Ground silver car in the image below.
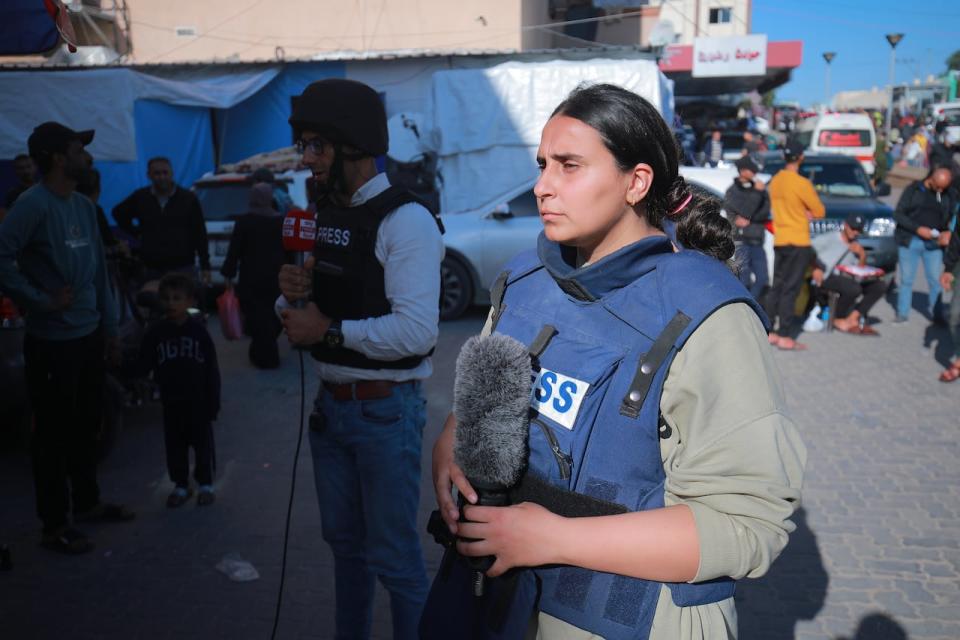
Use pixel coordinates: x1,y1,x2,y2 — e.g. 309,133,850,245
440,167,737,320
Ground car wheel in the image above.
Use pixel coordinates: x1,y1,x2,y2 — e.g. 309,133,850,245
440,257,473,320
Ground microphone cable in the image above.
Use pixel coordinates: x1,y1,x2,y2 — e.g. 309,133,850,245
270,349,307,640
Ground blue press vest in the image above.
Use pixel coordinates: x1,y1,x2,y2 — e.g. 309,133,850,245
488,234,765,640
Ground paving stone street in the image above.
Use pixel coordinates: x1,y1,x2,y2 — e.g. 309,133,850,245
0,277,960,640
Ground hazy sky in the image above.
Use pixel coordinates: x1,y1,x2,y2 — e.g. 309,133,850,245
752,0,960,105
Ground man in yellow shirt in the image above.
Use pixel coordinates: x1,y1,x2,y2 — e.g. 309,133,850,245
765,140,825,351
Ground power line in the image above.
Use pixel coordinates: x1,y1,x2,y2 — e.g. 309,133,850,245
151,0,272,62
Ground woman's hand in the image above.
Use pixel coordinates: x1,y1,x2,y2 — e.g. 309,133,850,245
433,413,477,534
457,502,564,578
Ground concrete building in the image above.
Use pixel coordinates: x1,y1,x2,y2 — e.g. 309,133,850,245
38,0,751,65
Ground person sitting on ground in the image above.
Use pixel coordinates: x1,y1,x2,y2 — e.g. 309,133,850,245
113,157,210,284
813,213,888,336
137,272,220,508
723,156,770,300
940,233,960,382
0,153,37,220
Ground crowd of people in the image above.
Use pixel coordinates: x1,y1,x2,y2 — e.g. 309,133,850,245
720,114,960,382
0,79,960,640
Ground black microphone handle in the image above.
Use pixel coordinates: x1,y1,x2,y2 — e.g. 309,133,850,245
457,478,510,573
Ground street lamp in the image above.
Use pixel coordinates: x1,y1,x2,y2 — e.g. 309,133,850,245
886,33,903,140
823,51,837,108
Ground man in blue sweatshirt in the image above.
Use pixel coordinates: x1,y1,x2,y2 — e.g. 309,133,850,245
0,122,134,553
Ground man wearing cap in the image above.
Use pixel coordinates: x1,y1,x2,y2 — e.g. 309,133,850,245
765,140,826,351
113,156,210,284
723,156,770,300
277,79,443,638
893,166,958,324
813,213,888,336
0,122,133,553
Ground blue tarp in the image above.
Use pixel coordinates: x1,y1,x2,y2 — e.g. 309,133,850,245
0,62,345,221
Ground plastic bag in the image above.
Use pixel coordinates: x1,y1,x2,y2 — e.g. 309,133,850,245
216,553,260,582
803,305,824,333
217,288,243,340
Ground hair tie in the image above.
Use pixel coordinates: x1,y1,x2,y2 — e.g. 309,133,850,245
670,192,693,216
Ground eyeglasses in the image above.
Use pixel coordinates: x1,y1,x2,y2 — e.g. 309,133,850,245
295,138,327,156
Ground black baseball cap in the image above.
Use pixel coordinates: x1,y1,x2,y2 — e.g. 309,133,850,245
844,213,867,233
27,122,94,158
783,140,806,160
733,156,760,173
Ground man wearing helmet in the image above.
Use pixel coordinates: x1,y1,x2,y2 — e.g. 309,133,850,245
277,79,443,638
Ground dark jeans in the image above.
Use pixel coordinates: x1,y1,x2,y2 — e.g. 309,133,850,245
310,382,430,640
163,399,216,487
736,243,770,300
238,292,283,369
23,330,105,533
820,276,888,318
766,245,813,338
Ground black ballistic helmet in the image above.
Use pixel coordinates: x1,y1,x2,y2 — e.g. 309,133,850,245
289,78,388,156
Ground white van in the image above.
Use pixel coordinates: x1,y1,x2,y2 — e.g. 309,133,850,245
794,113,877,176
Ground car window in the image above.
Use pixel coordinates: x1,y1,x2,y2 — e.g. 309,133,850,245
817,129,871,147
763,161,873,198
194,182,250,220
509,191,540,218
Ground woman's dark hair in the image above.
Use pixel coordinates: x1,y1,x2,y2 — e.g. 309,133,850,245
551,84,734,261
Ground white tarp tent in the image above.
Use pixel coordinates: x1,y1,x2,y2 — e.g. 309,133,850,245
428,59,673,212
0,67,279,162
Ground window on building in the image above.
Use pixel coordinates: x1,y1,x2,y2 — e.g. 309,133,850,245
710,7,733,24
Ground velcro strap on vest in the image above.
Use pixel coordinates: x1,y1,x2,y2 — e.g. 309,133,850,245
510,473,629,518
620,311,690,419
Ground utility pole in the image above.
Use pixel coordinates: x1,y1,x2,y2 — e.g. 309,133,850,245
886,33,903,140
823,51,837,110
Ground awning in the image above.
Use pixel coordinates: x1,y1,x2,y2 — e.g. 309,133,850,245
660,40,803,96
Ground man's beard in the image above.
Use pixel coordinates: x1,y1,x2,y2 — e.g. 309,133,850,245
65,165,93,183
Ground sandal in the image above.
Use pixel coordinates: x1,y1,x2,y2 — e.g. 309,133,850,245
197,489,216,507
73,502,137,522
167,487,193,509
777,339,807,351
40,526,93,556
939,360,960,382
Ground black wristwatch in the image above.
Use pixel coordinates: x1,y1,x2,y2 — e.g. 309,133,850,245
323,320,343,349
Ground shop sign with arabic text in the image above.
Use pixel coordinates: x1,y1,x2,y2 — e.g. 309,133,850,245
693,35,767,78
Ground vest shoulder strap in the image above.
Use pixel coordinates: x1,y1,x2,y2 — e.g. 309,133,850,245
364,185,445,234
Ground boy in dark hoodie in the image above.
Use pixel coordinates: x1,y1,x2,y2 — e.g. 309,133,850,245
139,273,220,508
723,156,770,300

Task description
Lay out all of the material above as a two-column CSV with the columns "prompt" and "boxes". Use one row for each text and its answer, put each in its own quoted field with line breaks replaced by spaces, and leave the images out.

Task result
prompt,boxes
"Ground silver car in the image below. Use pixel coordinates: x1,y1,x2,y2 — e.g. 309,133,850,245","440,167,737,320"
"Ground car wheel in the image above. Use pixel coordinates: x1,y1,x2,y2 — e.g. 309,133,850,245","440,257,473,320"
"Ground microphone cable in the image above. Use pixel coordinates: x1,y1,x2,y2 — e.g. 309,133,850,245","270,349,307,640"
"Ground blue press vest in the image above. Use pixel coordinates: x1,y1,x2,y2 — e.g. 309,133,850,245","488,234,765,640"
"Ground paving stone street in the image above. Use pixel coordinates: x1,y1,x2,y2 — e.g. 309,133,850,245","0,277,960,640"
"Ground hazy sky in the image above. Use pixel coordinates: x1,y1,x2,y2 — e.g. 309,133,850,245","752,0,960,105"
"Ground man in yellow shirt in the image above. Use pixel coordinates: x1,y1,x2,y2 — e.g. 309,133,850,245","765,140,825,351"
"Ground power line in the image above. Use pixel coordinates: x1,y1,x2,y2 — e.g. 309,133,850,245","151,0,272,62"
"Ground woman's hand in the image above. Use pixel coordinates: x1,y1,x2,y2 — e.g. 309,133,850,245","433,413,477,534 457,502,564,578"
"Ground concrete building in the image above. Use pixel coordinates: x1,y1,x2,y2 — e.g. 309,133,850,245","38,0,751,65"
"Ground person sitting on ground in the image above. Use pixel coordinates: x1,y1,x2,y2 — e.g. 309,133,850,245","113,157,210,284 813,213,888,336 137,272,220,508 723,156,770,300 940,233,960,382 0,153,37,220"
"Ground crowd of people in the image above. Use pixel coordinates: x1,y1,x2,y2 — e.g. 309,133,850,245","720,114,960,382 0,79,960,640"
"Ground black microphone handle in the image above. Use pixel coordinates: x1,y1,x2,y2 — e.g. 309,133,850,245","457,478,510,573"
"Ground street lamp in the image above. Use pixel coordinates: x1,y1,x2,y2 — e.g. 309,133,850,245","886,33,903,140 823,51,837,108"
"Ground man in blue sweatshirt in the image above. Use pixel coordinates: x1,y1,x2,y2 — e.g. 309,133,850,245","0,122,134,553"
"Ground man wearing cap in the image above. Use pixel coordinates: x1,y1,x2,y2 — e.g. 309,133,850,245","765,140,826,351 113,156,210,284 723,156,770,300 277,79,443,638 893,166,958,324 813,213,888,336 0,122,133,553"
"Ground blue tarp in the image above. Use pixel coordinates: x1,y1,x2,y2 — e.g. 309,133,850,245","0,62,345,221"
"Ground plastic bag in the image above. Use pixel coordinates: x1,y1,x2,y2 — e.g. 309,133,850,245","216,553,260,582 803,305,824,333 217,288,243,340"
"Ground hair tie in the image above. Use pixel coordinates: x1,y1,x2,y2 — e.g. 309,133,850,245","670,192,693,216"
"Ground eyeglasses in the image above. Use pixel coordinates: x1,y1,x2,y2 — e.g. 309,133,850,245","295,138,327,156"
"Ground black baseball cap in the image above. Use pixel coordinates: x1,y1,x2,y2 — e.g. 309,133,850,245","844,213,867,233 27,122,94,158 783,140,806,160 733,156,760,173"
"Ground man wearing helmet in the image above. Use pixel coordinates: x1,y1,x2,y2 — e.g. 309,133,850,245","277,79,443,638"
"Ground dark jeans in the image above. Use pixel coordinates: x1,y1,x2,y2 — e.g. 309,133,850,245","310,382,430,640 163,399,216,487 736,243,770,300 238,292,283,369 23,330,105,533 820,276,888,318 766,245,813,338"
"Ground black ballistic helmet in the image above. Use pixel coordinates: x1,y1,x2,y2 — e.g. 309,133,850,245","289,78,388,156"
"Ground white van in the image above. Use pixel coordinates: x1,y1,x2,y2 — e.g. 309,133,850,245","794,113,877,176"
"Ground car window in the image above. Use pixel coordinates: x1,y1,x2,y2 — e.g. 309,133,850,245","817,129,871,147 763,161,873,198 194,182,250,220 509,191,540,218"
"Ground woman's dark hair in the image above. Use pixel coordinates: x1,y1,x2,y2 — e.g. 309,133,850,245","551,84,734,261"
"Ground white tarp tent in the image above. Use pixel coordinates: x1,y1,x2,y2 — e.g. 309,133,850,245","428,59,673,212 0,67,279,162"
"Ground window on building in the image above. Use pixel coordinates: x1,y1,x2,y2 — e.g. 309,133,850,245","710,7,733,24"
"Ground velcro strap on vest in the image above. Use pixel coordinates: x1,y1,x2,y2 — e.g. 309,133,850,245","510,473,629,518 620,311,690,419"
"Ground utility pole in the image above. Use pixel coordinates: x1,y1,x2,y2 — e.g. 309,133,850,245","886,33,903,140 823,51,837,110"
"Ground awning in the image above. Use pixel coordinates: x1,y1,x2,y2 — e.g. 309,133,850,245","660,40,803,96"
"Ground man's beard in the image above. Use pixel coordinates: x1,y1,x2,y2 — e.g. 309,133,850,245","65,165,93,183"
"Ground sandal in the image above. Use pixel coordinates: x1,y1,x2,y2 — e.g. 309,133,850,245","197,489,216,507 73,502,137,522 167,487,193,509 777,339,807,351 40,526,93,556 939,360,960,382"
"Ground black wristwatch in the image above. Use pixel coordinates: x1,y1,x2,y2 — e.g. 309,133,850,245","323,320,343,349"
"Ground shop sign with arabic text in the image above. Use pixel coordinates: x1,y1,x2,y2 — e.g. 309,133,850,245","693,35,767,78"
"Ground vest shoulder strap in the image above. Use pixel coordinates: x1,y1,x2,y2 — e.g. 309,133,850,245","364,185,445,234"
"Ground boy in dark hoodie in the image above. Use pixel coordinates: x1,y1,x2,y2 — e.g. 309,133,850,245","139,273,220,508 723,156,770,300"